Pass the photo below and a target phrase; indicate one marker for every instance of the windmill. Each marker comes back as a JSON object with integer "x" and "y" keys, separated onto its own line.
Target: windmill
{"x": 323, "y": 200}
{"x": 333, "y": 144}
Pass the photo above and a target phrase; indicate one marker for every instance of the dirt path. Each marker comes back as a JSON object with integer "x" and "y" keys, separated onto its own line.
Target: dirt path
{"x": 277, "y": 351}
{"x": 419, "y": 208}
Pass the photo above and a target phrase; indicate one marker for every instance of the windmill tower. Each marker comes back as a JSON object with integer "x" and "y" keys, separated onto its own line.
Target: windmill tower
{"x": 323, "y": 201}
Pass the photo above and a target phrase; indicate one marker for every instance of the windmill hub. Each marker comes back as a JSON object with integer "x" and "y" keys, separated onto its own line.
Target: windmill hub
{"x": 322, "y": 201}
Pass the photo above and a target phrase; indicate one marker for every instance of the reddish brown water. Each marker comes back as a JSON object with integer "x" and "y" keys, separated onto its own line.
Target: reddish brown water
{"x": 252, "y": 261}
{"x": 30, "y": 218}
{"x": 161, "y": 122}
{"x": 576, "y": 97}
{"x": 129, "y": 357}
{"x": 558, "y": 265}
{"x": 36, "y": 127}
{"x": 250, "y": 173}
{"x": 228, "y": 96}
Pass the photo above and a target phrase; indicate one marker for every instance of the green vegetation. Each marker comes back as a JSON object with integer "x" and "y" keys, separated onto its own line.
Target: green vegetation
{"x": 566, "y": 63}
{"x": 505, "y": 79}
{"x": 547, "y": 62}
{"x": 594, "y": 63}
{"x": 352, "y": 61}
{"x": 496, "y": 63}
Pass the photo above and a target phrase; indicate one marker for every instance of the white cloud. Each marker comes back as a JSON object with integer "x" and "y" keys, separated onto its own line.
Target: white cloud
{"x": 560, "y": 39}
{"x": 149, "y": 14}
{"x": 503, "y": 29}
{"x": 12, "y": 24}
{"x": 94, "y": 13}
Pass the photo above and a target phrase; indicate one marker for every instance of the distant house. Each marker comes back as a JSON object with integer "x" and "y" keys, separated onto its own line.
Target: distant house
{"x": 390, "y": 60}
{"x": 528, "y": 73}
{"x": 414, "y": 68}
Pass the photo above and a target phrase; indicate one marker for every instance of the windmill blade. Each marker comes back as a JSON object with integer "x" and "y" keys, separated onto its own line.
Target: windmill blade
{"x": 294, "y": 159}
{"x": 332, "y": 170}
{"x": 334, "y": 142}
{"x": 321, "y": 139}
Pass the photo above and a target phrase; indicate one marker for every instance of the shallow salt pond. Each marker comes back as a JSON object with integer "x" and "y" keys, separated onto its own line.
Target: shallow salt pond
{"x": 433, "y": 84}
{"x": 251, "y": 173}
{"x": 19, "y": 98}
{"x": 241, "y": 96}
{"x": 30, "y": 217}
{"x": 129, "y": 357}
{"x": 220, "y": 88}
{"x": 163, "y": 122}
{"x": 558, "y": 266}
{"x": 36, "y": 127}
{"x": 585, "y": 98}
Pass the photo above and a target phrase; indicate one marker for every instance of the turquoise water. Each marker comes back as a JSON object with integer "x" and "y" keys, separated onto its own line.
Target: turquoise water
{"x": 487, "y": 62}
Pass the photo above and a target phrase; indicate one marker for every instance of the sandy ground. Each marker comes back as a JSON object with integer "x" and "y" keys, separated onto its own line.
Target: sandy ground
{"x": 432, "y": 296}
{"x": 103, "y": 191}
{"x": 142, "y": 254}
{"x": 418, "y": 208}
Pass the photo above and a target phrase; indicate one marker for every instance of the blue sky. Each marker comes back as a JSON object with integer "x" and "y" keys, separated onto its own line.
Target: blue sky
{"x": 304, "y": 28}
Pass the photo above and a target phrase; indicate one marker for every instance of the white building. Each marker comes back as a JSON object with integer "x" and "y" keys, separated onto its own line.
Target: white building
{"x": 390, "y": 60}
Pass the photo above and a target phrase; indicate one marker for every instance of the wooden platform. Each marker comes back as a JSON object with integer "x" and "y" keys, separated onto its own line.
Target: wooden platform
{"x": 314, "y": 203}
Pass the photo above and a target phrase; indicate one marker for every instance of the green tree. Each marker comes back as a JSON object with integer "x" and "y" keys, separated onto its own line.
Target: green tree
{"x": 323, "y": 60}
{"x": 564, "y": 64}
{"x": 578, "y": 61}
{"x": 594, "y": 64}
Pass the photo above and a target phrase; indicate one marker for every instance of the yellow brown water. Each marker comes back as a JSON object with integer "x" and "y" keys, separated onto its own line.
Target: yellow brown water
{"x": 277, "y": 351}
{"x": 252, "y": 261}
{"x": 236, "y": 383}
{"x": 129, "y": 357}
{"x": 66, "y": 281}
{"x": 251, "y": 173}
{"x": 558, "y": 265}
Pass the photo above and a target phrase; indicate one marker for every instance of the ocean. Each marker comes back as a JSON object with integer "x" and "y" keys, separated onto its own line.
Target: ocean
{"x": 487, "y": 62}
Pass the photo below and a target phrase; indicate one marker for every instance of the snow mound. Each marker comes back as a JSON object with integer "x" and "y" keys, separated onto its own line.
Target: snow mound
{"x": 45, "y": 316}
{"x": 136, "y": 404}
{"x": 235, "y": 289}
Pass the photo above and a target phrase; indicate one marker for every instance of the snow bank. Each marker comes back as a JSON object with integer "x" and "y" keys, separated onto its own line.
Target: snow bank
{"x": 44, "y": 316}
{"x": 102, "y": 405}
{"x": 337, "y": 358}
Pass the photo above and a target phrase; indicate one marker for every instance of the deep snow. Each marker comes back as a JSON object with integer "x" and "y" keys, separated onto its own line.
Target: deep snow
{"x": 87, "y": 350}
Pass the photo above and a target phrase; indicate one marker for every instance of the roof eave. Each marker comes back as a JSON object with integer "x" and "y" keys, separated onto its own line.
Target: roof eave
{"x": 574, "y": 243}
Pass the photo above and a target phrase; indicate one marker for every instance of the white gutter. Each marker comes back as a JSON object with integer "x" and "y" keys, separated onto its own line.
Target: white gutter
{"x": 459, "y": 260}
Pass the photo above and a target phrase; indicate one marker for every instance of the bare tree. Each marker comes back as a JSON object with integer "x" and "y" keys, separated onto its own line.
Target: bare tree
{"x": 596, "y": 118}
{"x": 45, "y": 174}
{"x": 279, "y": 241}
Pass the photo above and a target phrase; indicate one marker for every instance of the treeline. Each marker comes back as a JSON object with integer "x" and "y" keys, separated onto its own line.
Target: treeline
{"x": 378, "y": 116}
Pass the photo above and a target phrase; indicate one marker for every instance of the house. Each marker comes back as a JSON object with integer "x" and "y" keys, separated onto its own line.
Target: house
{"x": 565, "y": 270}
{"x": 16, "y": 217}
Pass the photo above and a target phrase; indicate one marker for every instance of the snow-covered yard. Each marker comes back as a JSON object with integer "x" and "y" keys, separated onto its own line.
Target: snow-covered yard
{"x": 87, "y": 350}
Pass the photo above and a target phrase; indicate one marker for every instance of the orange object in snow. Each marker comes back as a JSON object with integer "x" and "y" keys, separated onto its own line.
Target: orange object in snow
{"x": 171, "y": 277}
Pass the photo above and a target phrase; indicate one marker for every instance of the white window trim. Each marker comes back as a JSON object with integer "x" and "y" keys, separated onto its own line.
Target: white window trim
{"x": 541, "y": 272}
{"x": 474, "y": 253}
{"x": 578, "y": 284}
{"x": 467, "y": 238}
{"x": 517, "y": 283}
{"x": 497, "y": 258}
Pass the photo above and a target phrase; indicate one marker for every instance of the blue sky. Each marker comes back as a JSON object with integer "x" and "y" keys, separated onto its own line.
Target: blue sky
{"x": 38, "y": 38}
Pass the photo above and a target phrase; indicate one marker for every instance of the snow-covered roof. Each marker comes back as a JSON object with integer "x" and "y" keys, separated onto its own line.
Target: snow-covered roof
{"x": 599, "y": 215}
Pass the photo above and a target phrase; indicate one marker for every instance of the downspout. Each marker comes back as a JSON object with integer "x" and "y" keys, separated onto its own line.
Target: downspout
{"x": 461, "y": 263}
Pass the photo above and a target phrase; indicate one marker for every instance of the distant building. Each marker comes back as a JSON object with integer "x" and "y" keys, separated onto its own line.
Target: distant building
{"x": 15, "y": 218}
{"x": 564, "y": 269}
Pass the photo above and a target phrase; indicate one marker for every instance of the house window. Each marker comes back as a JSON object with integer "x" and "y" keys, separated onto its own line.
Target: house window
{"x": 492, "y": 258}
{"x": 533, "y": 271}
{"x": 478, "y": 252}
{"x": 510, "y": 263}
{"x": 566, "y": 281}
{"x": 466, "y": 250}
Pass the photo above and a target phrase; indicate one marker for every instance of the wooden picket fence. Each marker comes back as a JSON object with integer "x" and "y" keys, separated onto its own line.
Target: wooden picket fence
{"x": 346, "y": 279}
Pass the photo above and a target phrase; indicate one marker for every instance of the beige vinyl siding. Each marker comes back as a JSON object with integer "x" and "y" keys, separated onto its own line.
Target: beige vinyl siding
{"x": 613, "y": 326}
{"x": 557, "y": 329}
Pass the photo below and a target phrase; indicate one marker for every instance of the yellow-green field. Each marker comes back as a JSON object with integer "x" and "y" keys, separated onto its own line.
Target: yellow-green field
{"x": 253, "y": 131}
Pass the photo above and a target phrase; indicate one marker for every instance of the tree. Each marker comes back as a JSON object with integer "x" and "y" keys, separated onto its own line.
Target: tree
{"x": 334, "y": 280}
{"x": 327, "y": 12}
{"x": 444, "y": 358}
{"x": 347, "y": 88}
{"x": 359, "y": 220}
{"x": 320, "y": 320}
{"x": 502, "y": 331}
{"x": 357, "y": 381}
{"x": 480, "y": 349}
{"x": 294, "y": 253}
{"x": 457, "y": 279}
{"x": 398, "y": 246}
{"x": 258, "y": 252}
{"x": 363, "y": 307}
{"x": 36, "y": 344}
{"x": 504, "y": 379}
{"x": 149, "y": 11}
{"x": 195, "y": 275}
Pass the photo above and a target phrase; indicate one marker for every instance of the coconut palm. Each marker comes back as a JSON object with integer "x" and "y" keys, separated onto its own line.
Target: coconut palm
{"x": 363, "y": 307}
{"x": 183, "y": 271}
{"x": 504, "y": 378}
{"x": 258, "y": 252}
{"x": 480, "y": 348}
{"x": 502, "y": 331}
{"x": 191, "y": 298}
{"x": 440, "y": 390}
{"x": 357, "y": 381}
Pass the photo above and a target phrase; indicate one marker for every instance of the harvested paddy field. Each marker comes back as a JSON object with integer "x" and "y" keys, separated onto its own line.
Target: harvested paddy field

WHAT YOU WILL DO: Locate "of the coconut" in the data above. Then repeat, exactly, its line and each line after it through the last, adding nothing.

OUTPUT BELOW:
Pass the photo above and a target phrase; indicate one marker for every instance of the coconut palm. Each marker comes back as a JSON object with integer "x" and "y" keys, separated onto its own line.
Target: coconut palm
{"x": 363, "y": 307}
{"x": 183, "y": 271}
{"x": 504, "y": 378}
{"x": 258, "y": 252}
{"x": 480, "y": 348}
{"x": 502, "y": 331}
{"x": 191, "y": 298}
{"x": 440, "y": 390}
{"x": 357, "y": 381}
Pass the photo above and a target phrase; indicate one marker for every instance of the harvested paddy field. Each marker comes back as a JSON object with integer "x" and "y" keys, separated onto its own line.
Target: harvested paddy field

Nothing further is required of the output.